Aim of the task: Retype each of the following lines word for word, without changing anything.

Available data:
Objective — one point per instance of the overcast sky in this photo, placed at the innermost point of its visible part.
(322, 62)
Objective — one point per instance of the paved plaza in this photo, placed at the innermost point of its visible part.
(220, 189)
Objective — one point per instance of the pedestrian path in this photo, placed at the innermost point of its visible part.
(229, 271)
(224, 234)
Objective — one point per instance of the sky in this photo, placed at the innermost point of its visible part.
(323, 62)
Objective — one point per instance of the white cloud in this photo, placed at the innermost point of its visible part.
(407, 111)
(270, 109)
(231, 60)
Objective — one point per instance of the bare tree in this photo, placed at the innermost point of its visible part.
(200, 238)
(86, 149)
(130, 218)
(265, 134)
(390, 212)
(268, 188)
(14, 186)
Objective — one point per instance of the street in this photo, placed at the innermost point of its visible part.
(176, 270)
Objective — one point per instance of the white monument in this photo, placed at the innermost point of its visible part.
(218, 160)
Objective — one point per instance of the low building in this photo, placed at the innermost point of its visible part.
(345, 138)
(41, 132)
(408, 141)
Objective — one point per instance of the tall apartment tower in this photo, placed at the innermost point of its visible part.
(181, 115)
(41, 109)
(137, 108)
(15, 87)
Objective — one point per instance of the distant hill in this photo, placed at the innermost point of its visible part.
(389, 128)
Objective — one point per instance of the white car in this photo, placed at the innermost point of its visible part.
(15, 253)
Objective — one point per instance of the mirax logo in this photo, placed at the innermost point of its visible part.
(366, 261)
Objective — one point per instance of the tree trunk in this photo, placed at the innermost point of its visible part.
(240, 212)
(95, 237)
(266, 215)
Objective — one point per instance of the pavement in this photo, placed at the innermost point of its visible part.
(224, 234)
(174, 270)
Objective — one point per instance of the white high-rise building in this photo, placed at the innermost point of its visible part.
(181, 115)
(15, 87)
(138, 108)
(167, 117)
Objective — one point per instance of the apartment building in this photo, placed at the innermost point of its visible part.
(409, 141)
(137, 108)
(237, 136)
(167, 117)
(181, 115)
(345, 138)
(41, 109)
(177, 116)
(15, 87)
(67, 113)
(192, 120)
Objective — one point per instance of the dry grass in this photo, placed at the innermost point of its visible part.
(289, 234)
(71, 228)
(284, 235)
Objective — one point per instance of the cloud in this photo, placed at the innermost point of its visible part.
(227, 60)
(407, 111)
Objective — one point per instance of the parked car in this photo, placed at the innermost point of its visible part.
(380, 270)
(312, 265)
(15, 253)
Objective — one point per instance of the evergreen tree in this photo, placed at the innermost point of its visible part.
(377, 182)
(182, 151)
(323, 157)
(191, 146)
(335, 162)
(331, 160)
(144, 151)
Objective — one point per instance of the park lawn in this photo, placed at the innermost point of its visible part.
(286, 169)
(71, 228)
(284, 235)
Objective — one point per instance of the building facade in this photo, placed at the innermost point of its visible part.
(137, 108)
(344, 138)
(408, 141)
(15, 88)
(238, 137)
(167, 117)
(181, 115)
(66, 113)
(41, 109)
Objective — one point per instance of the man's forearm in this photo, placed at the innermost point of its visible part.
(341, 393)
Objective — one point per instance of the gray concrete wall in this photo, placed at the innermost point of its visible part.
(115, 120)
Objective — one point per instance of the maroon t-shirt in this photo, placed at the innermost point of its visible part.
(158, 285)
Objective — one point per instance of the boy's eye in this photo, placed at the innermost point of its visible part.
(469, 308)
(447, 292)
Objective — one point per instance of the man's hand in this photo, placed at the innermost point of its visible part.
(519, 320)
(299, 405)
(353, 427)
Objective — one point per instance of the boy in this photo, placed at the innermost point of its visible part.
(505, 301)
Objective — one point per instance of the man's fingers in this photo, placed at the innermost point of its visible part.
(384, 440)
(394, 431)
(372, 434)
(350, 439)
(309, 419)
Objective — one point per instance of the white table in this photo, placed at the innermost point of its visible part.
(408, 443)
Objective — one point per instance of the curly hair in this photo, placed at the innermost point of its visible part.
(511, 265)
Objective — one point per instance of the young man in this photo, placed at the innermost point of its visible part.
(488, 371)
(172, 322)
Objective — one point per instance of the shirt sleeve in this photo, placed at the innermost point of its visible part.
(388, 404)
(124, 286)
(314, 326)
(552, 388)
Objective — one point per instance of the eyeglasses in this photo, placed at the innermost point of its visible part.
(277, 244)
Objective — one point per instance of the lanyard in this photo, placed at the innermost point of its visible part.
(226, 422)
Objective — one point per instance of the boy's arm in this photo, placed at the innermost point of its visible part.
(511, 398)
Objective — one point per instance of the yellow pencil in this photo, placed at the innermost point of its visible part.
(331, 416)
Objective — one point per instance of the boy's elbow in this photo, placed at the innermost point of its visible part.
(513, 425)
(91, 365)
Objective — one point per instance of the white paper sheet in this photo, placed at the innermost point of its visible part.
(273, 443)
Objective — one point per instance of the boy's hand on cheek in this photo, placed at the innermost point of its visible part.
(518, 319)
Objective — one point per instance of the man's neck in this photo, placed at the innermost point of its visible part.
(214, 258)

The answer:
Objective — one point per instance of the overcast sky in this photo, placed at the innermost point of its visible part.
(322, 62)
Objective — one point per instance of the paved plaza in this photo, placed at the innermost point of its visible part.
(220, 189)
Objective — one point per instance of the pedestrian path in this photo, placed at the innermost point of its visible part.
(229, 271)
(224, 234)
Objective — one point per instance of the sky in this photo, placed at the innermost point of its visible part.
(323, 62)
Objective — one point per instance of the white cloud in this photo, placed at the innermost point of its visible part.
(407, 111)
(270, 109)
(231, 60)
Objective — one point per instance of the bare tree in this photo, placed at the innermost point of its visible part.
(200, 238)
(86, 149)
(130, 218)
(265, 134)
(390, 212)
(268, 188)
(14, 186)
Objective — one point per instance of the street in this photo, placed at the innermost point of its visible part.
(176, 270)
Objective — one point per instance of the white monument in this photo, placed at the innermost point of its visible part.
(218, 160)
Objective — one point per instance of the low building in this photo, placed at the innermost point of its visible part.
(345, 138)
(41, 132)
(408, 141)
Objective — one point per instance of the tall apartment tower in this photo, placed at the innermost point of its visible part.
(181, 115)
(41, 109)
(137, 108)
(15, 87)
Objective — one point per instance of the distant hill in this photo, placed at the innermost point of its visible part.
(389, 128)
Objective — one point per instance of the white car in this photo, placed at the innermost point of its visible part.
(15, 253)
Objective — one point per instance of the mirax logo in this photo, placed at the innermost point of its visible part.
(366, 261)
Objective — one point per instance of the tree trunk in this photo, placed at the innermost point of its visible part.
(240, 212)
(95, 237)
(266, 215)
Objective — one point per instance of the pavement in this photo, placed at the innermost point of its visible part.
(224, 234)
(174, 270)
Objective — one point per instance of the white high-rise building in this photo, placed at the innermost point of its visible part.
(181, 115)
(15, 87)
(138, 108)
(167, 117)
Objective — one point per instance of the apartment building in this photo, placed at the innermost point of its visible part.
(409, 141)
(137, 108)
(237, 136)
(167, 117)
(181, 115)
(345, 138)
(41, 109)
(177, 116)
(15, 87)
(67, 113)
(192, 120)
Objective — one point per instance of the dry grass in this photo, placed at the innermost point of its visible part.
(289, 234)
(71, 228)
(284, 235)
Objective — one point per instance of the cloud in this photo, placed at the innermost point of its visible part.
(227, 60)
(407, 111)
Objective — one point per instance of the parked car in this photo, placed at the innermost point of its visible part.
(380, 270)
(312, 265)
(15, 253)
Objective — one point per instance of the evergreen tree in this photo, placed at the innermost point of its visible part.
(377, 182)
(182, 151)
(323, 157)
(191, 146)
(335, 162)
(331, 160)
(144, 151)
Objective — one point per instance of the park lawn in this photo, placed at the innermost point of its visible part.
(286, 169)
(71, 228)
(284, 235)
Objective — one point per instance of the building facade in this photo, placed at the innermost point of its visible part.
(137, 108)
(344, 138)
(408, 141)
(15, 88)
(238, 137)
(167, 117)
(181, 115)
(66, 113)
(41, 109)
Objective — one point per instance of the man's forearm in this photo, placed at the innermost point of its visible part.
(341, 393)
Objective — one point per instance of the gray concrete wall in this photo, placed at the innermost point of its visible part.
(115, 120)
Objective — one point per instance of the maroon t-shirt in this photo, placed at the innermost point of its visible part.
(158, 285)
Objective — one point per instance of the boy's eye in this photo, placed at the innermost point of its visible part.
(469, 308)
(447, 292)
Objective — one point per instance of the man's hand in this photo, placed at the innermost point of its visible part.
(519, 320)
(299, 405)
(353, 427)
Objective — one point per instance of the boy in this photo, placed at the innermost point of its visible part.
(505, 301)
Objective — one point per instance of the man's fingers in this photo, placed at the innermost point of its visible part.
(384, 440)
(394, 431)
(372, 434)
(350, 439)
(309, 419)
Objective — one point per instance of the white table in this photo, placed at the innermost point of its visible part.
(408, 443)
Objective — one point per instance of the curly hair in this photo, placed at the innermost point of its visible part.
(511, 265)
Objective — one point per instance of the young man in this photo, placed at the innermost point of its visible part.
(488, 371)
(172, 322)
Objective — one point per instance of the shirt sleeve in this photo, placed at the innermost point of its visible part.
(388, 404)
(124, 286)
(314, 326)
(552, 388)
Objective — one point per instance of the eyeglasses in this photo, placed at the innermost point of its visible part.
(277, 244)
Objective — one point per instance of the lanyard in this photo, placed at the innermost point of its visible part.
(226, 422)
Objective — one point per instance of the boy's arm in this photo, placed at the innermost point of its visible part.
(511, 398)
Objective — one point per instance of the yellow pencil in this photo, placed at the innermost point of its visible part.
(331, 416)
Objective — one point per instance of the boy's elbow in this photo, placed at the innermost point of its visible part.
(513, 425)
(91, 365)
Objective — one point per instance of the white paper sheet in this photo, placed at the innermost point of its visible part.
(273, 443)
Objective — one point per instance of the boy's hand on cheek in this photo, placed at the innermost point of its visible part.
(518, 319)
Objective — one point per instance of the man's neck in this photo, placed at the innermost point of its visible part.
(214, 258)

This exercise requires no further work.